### What needs to be done
Nothing in the entries may be altered; copy them in full.

○ ○ ○

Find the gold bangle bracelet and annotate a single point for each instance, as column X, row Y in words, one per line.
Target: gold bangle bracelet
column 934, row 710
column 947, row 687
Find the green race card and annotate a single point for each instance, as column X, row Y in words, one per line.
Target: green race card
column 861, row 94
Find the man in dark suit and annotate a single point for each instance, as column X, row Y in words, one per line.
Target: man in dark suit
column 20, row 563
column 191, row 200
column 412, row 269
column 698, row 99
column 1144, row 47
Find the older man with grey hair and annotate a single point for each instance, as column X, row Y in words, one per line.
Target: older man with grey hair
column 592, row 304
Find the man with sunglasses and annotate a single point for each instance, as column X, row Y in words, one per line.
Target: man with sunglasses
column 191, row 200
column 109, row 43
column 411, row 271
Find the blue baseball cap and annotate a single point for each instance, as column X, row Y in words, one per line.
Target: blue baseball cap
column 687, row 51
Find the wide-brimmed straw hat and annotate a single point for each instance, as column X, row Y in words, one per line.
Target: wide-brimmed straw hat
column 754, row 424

○ ○ ○

### Reply to the task
Find the gold bangle bracelet and annotate a single point for each instance, as column X, row Y in words, one per line.
Target: gold bangle bracelet
column 934, row 710
column 947, row 687
Find the green race card and annotate a single point for each instance, as column X, row Y in words, one per line.
Target: green race card
column 861, row 94
Find the man in dark suit and annotate a single point for each instance, as column X, row Y in words, one per line.
Target: man in dark suit
column 20, row 563
column 191, row 200
column 412, row 269
column 698, row 99
column 1144, row 47
Find the older man with grey hair and annotate a single point for each instance, as column X, row Y in words, one per line.
Target: older man with grey hair
column 592, row 304
Find the man with sunglasses and annotate a single point for each instance, as column X, row Y in words, one per line.
Target: man with sunglasses
column 191, row 200
column 109, row 43
column 411, row 271
Find the blue baseball cap and annotate a single point for each instance, as column X, row Y in words, one per line.
Target: blue baseball cap
column 687, row 51
Find the wide-brimmed straw hat and annotate a single point for each instance, as column X, row Y in words, one per line.
Target: wide-brimmed straw hat
column 754, row 424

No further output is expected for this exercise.